--- Written problem ---
Show each line of the listing below that contains the word "vest", copying every such line in full.

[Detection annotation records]
* * * * *
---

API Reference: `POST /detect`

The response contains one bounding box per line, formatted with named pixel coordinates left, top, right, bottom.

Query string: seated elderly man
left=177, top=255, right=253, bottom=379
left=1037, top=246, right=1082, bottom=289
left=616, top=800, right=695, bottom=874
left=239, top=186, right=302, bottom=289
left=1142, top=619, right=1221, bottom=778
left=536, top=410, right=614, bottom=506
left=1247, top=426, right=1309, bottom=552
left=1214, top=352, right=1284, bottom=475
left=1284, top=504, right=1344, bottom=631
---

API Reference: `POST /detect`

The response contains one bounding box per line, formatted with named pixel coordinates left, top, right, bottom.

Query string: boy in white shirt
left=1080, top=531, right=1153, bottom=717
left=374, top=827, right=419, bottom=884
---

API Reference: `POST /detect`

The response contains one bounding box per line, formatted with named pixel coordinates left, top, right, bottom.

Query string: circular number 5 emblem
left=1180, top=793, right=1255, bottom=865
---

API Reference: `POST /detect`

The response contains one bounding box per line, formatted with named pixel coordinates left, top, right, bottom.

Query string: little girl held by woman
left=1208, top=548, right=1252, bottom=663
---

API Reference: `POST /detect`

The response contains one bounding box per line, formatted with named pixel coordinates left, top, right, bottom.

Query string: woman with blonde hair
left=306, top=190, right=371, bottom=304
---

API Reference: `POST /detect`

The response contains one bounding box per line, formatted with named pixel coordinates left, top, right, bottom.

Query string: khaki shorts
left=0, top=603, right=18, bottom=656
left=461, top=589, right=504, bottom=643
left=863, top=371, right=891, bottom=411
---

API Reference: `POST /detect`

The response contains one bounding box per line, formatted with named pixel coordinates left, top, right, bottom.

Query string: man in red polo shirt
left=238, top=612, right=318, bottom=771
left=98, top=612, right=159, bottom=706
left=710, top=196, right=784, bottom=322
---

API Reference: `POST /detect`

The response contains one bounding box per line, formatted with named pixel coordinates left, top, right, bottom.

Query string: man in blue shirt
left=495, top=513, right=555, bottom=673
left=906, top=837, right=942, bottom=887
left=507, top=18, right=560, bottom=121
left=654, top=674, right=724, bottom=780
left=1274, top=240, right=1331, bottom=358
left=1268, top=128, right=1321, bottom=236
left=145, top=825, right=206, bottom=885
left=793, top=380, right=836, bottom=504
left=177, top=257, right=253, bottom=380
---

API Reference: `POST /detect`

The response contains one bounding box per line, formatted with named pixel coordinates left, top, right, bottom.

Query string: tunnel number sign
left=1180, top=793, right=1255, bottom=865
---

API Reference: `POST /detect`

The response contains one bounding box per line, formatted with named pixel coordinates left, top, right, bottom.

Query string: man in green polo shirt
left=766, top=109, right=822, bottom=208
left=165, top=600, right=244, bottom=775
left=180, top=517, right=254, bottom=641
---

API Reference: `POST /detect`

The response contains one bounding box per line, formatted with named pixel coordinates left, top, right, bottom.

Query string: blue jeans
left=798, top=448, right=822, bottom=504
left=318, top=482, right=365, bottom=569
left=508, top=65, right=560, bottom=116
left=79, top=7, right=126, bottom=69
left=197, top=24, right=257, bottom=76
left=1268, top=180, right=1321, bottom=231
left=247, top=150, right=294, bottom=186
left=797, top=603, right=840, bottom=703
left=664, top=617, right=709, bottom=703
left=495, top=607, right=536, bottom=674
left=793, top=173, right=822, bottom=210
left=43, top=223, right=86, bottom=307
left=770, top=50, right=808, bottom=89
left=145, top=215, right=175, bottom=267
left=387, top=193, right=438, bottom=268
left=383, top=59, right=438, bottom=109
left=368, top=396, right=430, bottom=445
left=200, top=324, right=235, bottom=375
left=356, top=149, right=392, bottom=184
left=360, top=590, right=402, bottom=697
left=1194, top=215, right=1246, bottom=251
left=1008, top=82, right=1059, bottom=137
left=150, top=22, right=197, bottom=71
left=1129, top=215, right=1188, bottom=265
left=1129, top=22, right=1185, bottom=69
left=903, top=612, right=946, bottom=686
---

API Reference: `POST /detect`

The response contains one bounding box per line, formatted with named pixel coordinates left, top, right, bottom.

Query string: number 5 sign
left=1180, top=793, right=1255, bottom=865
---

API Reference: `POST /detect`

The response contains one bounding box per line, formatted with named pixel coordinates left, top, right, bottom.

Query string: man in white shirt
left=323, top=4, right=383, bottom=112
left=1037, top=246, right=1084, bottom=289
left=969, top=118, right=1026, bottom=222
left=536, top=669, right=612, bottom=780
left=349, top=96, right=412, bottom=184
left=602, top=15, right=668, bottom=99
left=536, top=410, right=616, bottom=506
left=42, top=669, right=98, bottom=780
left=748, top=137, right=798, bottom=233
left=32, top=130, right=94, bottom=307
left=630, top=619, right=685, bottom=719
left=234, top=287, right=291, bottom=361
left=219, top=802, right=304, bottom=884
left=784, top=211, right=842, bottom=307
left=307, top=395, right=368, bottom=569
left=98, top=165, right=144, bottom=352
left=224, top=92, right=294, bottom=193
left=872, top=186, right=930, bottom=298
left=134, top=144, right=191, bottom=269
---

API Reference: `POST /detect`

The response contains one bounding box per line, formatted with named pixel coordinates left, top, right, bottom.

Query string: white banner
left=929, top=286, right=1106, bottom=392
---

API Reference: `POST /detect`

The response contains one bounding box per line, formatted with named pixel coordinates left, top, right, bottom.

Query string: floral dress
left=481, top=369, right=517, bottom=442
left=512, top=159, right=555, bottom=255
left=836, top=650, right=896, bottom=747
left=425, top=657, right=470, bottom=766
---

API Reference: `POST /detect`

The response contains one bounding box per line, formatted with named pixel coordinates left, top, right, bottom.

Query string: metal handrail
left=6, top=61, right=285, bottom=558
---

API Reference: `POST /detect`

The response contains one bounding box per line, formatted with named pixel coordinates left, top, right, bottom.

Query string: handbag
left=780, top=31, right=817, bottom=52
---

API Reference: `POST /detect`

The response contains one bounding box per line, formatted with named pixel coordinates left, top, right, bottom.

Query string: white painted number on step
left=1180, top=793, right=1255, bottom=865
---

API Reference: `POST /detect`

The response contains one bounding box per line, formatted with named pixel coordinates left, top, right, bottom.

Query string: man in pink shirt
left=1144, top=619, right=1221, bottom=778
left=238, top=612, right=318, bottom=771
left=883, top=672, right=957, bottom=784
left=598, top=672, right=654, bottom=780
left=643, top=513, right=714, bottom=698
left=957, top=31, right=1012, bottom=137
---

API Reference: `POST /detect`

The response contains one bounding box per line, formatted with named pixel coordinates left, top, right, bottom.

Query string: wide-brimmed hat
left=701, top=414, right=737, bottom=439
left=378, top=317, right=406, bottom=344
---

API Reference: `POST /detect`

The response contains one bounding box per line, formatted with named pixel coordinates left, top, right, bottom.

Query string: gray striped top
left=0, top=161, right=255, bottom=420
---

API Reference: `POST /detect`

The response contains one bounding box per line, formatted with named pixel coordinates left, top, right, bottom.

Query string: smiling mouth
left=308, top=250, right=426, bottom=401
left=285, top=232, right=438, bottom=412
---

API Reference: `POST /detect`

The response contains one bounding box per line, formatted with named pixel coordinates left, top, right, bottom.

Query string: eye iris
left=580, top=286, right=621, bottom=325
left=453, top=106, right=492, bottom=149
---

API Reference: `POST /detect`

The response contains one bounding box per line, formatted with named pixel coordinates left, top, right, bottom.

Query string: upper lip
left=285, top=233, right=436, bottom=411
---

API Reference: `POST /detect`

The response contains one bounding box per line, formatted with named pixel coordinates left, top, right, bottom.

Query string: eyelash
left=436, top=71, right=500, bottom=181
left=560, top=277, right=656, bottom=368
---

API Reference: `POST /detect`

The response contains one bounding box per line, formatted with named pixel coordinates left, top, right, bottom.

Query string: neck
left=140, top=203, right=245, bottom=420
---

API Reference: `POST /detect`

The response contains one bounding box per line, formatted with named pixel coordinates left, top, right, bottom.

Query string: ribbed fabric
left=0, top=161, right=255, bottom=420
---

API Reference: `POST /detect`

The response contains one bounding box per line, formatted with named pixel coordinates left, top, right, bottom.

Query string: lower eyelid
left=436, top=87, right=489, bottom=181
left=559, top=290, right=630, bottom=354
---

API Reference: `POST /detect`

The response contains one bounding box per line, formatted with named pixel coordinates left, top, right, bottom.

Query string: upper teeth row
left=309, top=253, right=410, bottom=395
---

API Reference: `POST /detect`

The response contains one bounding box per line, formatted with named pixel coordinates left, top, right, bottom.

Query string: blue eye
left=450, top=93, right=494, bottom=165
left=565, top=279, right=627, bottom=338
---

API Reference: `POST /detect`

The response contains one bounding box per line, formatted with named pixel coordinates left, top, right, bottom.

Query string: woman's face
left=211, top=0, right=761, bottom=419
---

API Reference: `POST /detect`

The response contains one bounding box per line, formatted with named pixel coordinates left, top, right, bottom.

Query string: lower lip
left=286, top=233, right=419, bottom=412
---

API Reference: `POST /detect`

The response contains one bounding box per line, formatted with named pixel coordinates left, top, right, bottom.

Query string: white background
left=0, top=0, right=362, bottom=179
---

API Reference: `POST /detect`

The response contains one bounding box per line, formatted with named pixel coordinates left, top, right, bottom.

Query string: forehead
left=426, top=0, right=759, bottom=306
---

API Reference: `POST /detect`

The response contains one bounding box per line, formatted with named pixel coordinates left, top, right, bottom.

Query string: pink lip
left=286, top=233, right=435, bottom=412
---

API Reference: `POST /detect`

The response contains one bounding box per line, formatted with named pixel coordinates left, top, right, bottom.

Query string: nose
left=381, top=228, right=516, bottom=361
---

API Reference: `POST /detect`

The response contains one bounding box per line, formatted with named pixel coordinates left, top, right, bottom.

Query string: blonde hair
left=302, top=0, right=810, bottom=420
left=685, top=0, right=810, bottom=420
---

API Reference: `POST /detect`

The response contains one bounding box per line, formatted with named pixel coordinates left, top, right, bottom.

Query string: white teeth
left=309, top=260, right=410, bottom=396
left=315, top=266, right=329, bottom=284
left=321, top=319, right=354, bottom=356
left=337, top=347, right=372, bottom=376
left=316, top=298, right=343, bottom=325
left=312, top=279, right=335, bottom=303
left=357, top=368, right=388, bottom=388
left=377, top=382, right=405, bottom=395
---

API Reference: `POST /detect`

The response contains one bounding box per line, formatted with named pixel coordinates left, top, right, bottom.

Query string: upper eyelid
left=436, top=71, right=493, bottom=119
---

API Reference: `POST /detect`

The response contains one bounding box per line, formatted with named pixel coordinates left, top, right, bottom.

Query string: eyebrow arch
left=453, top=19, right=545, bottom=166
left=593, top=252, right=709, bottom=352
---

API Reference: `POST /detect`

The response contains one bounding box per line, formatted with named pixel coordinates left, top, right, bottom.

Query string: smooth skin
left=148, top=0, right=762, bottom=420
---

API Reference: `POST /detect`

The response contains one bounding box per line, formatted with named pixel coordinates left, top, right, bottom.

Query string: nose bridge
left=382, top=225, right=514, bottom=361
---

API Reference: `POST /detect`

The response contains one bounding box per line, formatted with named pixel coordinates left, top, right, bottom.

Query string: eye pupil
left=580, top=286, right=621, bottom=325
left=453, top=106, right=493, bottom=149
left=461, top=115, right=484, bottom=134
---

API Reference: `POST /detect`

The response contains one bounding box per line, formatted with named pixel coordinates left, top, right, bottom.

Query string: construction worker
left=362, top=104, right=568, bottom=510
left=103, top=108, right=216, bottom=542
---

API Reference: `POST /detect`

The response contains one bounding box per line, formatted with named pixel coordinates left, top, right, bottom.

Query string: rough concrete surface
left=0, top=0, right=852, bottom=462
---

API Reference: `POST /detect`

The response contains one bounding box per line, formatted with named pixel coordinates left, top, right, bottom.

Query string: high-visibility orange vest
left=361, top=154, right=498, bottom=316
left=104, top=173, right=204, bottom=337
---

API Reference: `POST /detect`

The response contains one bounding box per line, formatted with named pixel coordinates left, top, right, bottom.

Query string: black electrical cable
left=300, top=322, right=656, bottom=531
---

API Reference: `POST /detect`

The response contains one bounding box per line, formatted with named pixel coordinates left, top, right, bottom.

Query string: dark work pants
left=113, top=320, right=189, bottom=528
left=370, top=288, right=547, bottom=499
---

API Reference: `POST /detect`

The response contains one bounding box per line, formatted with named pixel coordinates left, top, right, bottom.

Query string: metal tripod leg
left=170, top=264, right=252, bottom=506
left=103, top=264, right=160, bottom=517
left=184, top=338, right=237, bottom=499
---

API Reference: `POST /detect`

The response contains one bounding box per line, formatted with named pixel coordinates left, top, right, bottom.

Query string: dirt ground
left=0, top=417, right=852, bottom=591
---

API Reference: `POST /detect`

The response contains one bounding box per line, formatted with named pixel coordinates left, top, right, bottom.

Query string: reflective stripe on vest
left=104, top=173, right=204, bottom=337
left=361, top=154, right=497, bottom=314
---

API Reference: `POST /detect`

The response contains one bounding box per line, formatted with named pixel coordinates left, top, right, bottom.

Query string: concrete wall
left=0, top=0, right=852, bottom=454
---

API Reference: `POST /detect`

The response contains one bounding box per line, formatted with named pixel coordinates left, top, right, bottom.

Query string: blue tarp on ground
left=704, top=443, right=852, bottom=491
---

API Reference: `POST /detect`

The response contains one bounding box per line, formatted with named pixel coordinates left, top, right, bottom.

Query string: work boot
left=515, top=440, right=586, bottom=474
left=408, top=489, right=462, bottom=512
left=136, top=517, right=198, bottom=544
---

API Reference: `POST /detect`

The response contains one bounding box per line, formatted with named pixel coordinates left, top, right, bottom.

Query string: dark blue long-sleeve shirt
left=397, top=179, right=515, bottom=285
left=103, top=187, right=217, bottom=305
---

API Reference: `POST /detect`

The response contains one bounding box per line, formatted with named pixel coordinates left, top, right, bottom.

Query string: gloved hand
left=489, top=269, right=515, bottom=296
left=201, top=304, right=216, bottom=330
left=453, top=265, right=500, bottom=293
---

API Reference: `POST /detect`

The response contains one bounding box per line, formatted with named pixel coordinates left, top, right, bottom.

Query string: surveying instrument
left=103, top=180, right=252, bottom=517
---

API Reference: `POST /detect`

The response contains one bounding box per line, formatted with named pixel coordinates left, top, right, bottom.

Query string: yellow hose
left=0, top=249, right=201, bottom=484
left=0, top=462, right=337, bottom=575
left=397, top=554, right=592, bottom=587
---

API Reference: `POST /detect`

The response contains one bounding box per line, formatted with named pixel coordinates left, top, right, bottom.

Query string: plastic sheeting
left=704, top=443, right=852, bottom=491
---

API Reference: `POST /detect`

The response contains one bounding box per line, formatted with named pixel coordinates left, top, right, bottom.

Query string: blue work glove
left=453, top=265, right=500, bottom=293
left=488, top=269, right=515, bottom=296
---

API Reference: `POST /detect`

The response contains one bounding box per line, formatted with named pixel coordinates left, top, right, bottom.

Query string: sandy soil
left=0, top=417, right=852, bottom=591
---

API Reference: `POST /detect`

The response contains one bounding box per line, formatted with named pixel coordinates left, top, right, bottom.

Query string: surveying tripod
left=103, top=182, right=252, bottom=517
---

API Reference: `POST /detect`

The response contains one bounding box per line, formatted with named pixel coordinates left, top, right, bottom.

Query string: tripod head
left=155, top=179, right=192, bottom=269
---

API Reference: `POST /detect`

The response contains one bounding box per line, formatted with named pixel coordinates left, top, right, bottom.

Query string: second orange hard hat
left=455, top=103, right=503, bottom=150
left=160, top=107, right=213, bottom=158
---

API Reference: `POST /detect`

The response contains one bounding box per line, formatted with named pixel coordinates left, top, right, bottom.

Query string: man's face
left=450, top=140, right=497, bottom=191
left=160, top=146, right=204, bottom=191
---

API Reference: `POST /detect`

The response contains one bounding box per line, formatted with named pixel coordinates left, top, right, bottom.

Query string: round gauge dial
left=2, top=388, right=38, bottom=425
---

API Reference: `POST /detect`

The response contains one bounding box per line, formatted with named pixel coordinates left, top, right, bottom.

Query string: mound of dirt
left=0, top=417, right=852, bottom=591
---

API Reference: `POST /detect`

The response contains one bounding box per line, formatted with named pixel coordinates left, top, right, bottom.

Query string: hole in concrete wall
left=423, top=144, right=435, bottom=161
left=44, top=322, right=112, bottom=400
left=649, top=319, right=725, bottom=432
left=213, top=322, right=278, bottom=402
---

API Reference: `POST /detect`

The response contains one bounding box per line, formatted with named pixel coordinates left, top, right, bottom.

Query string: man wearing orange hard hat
* * * * *
--- Complete output ---
Query string: high-visibility orange vest
Query string: reflective stripe on vest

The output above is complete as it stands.